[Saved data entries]
*****

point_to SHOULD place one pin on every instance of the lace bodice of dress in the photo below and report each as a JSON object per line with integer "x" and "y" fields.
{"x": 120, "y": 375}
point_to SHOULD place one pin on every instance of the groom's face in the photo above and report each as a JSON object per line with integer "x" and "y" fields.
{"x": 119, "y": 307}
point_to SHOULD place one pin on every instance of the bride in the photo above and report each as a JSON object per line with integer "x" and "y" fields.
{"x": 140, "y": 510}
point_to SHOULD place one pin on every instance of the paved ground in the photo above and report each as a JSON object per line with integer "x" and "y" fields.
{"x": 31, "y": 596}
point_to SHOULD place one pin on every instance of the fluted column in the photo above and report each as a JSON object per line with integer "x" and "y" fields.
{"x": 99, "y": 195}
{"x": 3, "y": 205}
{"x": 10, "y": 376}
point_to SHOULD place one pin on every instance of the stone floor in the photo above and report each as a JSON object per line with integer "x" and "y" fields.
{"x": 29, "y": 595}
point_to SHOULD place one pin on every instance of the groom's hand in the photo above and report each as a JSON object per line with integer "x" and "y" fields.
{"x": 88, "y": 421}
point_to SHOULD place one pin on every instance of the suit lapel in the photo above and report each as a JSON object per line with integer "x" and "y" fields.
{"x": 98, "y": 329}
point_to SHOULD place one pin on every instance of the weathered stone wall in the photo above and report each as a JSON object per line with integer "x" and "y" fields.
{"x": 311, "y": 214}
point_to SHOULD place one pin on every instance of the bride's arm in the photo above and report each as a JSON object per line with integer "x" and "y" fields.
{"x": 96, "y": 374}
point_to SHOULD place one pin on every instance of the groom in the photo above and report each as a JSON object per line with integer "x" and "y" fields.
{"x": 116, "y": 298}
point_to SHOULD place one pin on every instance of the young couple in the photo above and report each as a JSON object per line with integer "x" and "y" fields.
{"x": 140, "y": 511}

*****

- TASK OBJECTIVE: Please output every line shown above exactly.

- RESULT OF THE TASK:
point_to SHOULD place one pin on every instance of the lace bodice of dress in the photo below and report each as a JSON object per line with integer "x" and "y" fields.
{"x": 120, "y": 375}
point_to SHOULD place one pin on every instance of the groom's face in the photo above and report each as a JSON object per line with integer "x" and "y" fields.
{"x": 119, "y": 307}
point_to SHOULD place one pin on every instance of the bride in the photo above and report each as a JSON object per line with integer "x" and "y" fields.
{"x": 140, "y": 510}
point_to SHOULD place one pin on every instance of the paved ground in the photo above and report each as a JSON object per line with integer "x" and "y" fields.
{"x": 31, "y": 596}
point_to SHOULD place one pin on every instance of the fluted column in the photo above and report each as a JSON object per line with integer "x" and "y" fields.
{"x": 99, "y": 195}
{"x": 3, "y": 205}
{"x": 10, "y": 376}
point_to SHOULD place one pin on every instance of the stone floor in the photo above and report each as a JSON object per line with integer "x" and "y" fields.
{"x": 29, "y": 595}
point_to SHOULD place one pin on every instance of the groom's hand in the photo above and report each as a JSON object per line with integer "x" and "y" fields.
{"x": 88, "y": 421}
point_to SHOULD place one pin on every instance of the suit lapel in the photo above and report each as a JSON object per line with integer "x" and "y" fields.
{"x": 98, "y": 329}
point_to SHOULD place one pin on every instance of the weathered stone wall in the photo above and report each as a JSON object per line with integer "x" and "y" fields.
{"x": 311, "y": 214}
point_to SHOULD place one pin on every instance of the bride's arm in the photo above and report each as a JSON object per line with integer "x" and "y" fields.
{"x": 96, "y": 374}
point_to SHOULD place one pin on every instance of the groom in the photo above and report each as a JSON object per line with integer "x" and "y" fields.
{"x": 116, "y": 298}
point_to SHOULD place one pin on every instance of the young couple in the photo above and report each as a JSON object per line with integer "x" and "y" fields.
{"x": 140, "y": 511}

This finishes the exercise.